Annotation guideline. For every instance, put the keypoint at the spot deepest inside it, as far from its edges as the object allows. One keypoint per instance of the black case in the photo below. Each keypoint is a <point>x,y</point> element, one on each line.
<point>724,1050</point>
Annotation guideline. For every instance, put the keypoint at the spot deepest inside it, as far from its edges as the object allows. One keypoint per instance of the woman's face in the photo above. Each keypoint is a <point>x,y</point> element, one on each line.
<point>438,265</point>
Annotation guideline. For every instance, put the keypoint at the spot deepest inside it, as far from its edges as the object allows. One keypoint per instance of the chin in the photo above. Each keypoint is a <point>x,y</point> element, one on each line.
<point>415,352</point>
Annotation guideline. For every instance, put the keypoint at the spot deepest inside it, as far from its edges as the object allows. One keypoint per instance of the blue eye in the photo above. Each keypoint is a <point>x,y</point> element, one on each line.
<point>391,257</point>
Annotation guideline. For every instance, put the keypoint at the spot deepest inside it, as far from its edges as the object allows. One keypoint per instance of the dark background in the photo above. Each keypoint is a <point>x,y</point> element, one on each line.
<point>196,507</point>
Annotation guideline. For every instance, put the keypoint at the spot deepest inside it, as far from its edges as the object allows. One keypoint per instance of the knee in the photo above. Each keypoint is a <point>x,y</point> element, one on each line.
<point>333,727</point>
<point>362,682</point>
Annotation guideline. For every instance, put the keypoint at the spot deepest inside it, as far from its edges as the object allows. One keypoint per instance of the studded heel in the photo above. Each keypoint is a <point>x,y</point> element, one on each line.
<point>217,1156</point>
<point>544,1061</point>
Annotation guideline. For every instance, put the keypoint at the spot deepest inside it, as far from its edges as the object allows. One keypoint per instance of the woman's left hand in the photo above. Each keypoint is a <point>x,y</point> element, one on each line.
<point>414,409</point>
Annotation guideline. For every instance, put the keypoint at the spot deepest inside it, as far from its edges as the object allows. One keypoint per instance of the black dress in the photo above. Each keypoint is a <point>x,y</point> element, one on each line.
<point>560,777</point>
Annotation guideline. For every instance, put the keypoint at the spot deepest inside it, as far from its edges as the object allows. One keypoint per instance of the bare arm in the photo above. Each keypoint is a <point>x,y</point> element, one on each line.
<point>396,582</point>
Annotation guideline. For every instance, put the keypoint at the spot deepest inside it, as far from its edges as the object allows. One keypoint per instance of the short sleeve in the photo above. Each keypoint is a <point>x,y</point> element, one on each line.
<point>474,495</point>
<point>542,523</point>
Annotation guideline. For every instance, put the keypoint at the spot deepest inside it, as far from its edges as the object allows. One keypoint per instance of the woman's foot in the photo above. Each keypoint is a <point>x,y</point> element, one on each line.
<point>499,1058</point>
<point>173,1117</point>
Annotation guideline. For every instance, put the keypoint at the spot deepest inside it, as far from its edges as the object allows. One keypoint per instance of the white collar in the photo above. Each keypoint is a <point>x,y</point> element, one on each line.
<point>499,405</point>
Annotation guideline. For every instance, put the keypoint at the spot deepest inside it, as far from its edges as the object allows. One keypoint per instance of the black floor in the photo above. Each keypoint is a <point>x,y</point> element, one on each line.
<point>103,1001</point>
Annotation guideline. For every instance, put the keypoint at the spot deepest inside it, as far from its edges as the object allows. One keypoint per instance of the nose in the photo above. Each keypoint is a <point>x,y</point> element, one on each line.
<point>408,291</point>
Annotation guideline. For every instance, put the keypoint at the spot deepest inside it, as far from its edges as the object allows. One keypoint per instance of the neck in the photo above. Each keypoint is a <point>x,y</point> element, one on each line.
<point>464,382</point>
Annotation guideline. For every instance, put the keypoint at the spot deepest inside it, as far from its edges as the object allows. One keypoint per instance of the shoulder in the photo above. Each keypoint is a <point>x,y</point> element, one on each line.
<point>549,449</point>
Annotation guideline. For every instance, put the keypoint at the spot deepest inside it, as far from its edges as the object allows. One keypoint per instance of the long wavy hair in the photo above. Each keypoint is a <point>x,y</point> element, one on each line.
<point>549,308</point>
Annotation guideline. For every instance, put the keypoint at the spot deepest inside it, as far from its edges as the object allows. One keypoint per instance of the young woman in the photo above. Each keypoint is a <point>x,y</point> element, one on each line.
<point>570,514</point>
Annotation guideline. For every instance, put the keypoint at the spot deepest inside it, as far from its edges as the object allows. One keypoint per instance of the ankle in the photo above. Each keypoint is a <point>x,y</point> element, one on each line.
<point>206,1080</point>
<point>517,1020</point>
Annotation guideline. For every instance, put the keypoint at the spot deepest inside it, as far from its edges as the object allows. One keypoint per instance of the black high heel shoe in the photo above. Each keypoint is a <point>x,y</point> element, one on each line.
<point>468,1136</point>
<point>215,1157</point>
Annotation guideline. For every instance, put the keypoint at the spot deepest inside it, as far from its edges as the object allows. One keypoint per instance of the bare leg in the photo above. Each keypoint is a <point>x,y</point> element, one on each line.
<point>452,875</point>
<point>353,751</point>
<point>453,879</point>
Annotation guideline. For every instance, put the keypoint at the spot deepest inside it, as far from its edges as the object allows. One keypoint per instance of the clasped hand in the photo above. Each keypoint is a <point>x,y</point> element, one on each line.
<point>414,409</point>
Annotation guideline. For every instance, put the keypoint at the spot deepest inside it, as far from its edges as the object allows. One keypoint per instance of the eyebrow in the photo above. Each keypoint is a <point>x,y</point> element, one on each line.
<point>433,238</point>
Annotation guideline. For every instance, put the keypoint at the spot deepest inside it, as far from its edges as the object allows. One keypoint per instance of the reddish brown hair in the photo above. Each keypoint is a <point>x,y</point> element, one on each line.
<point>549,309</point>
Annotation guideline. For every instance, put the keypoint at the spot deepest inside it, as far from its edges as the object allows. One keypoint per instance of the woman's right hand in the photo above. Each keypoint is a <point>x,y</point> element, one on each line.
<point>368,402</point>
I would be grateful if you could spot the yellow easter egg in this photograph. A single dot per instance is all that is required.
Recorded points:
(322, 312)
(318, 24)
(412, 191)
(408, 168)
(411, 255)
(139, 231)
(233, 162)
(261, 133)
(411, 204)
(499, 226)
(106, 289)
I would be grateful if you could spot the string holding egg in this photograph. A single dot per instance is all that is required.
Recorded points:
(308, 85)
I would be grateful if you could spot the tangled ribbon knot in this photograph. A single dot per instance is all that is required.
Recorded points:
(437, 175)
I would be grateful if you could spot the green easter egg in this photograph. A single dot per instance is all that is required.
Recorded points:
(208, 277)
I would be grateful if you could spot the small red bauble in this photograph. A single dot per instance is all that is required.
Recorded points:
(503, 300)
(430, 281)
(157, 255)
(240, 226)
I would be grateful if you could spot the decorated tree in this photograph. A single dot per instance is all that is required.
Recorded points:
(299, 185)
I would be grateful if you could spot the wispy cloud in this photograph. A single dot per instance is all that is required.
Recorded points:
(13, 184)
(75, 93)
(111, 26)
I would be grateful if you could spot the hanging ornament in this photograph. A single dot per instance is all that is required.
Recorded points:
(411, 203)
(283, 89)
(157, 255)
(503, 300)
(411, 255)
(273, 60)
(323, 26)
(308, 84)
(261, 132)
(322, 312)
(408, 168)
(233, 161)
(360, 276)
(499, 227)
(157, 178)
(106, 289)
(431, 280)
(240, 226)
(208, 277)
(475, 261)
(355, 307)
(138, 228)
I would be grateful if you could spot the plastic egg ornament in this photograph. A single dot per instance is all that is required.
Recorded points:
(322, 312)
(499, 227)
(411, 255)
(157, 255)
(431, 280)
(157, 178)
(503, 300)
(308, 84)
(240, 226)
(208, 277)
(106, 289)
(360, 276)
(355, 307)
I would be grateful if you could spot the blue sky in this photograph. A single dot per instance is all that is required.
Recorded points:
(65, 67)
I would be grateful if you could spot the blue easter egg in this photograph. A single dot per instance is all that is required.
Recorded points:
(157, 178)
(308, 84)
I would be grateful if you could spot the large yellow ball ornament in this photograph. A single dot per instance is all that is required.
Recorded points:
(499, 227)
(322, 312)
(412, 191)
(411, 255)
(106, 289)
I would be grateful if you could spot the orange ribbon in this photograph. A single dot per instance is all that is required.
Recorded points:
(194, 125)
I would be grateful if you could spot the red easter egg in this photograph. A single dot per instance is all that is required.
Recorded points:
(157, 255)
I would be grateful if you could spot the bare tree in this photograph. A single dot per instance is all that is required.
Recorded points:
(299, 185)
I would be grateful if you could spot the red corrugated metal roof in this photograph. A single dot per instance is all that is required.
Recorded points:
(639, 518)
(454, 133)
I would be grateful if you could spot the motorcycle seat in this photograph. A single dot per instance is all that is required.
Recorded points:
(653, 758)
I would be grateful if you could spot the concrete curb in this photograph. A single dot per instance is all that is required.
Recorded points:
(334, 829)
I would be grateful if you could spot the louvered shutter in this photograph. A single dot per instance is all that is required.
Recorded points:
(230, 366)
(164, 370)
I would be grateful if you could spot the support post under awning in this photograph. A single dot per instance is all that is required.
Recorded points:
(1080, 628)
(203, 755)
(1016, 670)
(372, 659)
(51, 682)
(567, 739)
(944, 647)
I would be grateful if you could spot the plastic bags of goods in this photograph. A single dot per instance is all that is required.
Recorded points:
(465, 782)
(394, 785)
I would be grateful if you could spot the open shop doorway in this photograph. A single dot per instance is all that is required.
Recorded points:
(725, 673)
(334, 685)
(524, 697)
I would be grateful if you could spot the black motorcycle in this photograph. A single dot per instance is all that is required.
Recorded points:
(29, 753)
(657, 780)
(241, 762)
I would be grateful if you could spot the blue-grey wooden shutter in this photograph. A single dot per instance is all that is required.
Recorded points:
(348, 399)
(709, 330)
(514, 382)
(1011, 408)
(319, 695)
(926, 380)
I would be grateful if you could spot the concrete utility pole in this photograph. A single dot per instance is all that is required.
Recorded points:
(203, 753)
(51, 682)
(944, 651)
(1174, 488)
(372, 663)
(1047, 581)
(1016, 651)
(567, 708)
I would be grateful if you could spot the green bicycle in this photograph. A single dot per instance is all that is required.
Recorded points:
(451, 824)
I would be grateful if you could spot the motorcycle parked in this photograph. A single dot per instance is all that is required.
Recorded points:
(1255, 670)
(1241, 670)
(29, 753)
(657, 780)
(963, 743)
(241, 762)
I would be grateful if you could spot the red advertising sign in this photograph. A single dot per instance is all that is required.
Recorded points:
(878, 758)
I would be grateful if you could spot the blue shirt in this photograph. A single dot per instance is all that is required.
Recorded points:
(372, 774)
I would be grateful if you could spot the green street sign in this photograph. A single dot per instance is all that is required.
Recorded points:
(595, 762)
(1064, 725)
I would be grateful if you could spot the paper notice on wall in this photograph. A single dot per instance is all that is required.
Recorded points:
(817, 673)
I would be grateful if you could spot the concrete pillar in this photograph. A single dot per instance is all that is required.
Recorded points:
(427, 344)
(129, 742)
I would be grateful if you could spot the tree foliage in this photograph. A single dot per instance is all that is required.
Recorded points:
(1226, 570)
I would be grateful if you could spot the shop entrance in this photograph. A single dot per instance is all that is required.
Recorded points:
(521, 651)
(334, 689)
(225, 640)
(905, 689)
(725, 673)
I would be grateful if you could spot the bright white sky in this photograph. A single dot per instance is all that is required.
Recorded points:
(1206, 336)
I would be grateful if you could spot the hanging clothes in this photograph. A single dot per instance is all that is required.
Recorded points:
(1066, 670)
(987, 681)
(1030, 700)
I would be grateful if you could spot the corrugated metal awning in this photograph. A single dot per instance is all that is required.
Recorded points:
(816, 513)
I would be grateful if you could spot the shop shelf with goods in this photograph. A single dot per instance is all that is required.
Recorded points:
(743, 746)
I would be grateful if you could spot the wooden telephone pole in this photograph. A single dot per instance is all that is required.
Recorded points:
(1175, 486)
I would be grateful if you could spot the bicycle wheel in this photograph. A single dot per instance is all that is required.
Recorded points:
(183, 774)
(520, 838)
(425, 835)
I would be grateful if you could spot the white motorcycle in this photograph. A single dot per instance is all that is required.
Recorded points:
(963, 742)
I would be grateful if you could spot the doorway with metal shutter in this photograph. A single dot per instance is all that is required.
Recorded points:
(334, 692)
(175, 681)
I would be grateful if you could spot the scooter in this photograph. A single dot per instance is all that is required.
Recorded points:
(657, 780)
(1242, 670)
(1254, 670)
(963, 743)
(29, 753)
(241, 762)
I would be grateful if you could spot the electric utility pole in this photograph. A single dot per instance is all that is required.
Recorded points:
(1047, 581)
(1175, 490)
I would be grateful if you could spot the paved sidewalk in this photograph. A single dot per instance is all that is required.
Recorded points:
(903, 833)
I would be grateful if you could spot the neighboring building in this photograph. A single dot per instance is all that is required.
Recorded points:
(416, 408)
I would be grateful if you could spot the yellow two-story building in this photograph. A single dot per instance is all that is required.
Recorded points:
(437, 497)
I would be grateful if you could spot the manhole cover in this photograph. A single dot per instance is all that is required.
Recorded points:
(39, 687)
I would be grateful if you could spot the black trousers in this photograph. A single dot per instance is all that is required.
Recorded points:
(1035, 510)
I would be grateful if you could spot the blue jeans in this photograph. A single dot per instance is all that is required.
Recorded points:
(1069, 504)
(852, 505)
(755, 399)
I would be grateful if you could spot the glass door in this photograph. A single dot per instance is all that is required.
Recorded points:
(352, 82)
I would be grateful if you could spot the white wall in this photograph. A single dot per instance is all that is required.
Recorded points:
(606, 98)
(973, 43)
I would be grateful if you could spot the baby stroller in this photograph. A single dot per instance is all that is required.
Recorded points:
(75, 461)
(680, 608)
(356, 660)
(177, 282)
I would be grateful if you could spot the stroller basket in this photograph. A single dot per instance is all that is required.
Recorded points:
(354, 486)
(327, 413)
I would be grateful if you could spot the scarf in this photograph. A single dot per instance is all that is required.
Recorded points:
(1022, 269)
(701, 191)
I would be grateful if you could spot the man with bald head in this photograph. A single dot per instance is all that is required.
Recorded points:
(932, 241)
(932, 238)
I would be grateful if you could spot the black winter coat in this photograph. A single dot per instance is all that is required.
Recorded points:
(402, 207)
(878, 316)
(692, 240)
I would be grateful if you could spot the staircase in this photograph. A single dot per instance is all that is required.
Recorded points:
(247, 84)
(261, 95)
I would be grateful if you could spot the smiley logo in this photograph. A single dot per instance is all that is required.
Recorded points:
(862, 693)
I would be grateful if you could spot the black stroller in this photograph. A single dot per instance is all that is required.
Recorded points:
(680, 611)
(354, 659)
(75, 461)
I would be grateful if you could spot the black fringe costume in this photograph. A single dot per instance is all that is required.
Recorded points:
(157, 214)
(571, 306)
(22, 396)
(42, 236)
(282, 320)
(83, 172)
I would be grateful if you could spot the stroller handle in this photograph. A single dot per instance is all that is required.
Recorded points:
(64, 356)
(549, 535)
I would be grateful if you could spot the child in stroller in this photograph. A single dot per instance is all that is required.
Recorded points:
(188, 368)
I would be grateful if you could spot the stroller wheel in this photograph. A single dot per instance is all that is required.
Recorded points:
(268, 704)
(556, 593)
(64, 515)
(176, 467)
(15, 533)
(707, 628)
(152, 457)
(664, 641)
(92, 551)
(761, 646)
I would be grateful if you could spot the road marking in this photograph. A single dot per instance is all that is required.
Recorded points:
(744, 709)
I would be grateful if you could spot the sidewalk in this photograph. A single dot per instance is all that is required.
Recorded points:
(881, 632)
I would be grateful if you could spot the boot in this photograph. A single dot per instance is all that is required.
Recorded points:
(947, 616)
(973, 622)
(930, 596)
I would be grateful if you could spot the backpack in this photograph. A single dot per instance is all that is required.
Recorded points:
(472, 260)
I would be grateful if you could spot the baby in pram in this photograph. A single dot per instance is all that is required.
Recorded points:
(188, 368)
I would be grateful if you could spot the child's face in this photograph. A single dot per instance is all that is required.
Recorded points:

_Exercise_. Lines in the records above that carry the word "shop" are to be located and copied.

_Result_.
I would be grateful if you could spot the open shop doorway in this photograph. A single dot per instance is all that is required.
I would be grateful if you could spot the shop entrance in this photograph. A single dot per instance is all that is required.
I would be grateful if you could spot the shop shelf with goods in this photograph. A single dot per instance is all that is required.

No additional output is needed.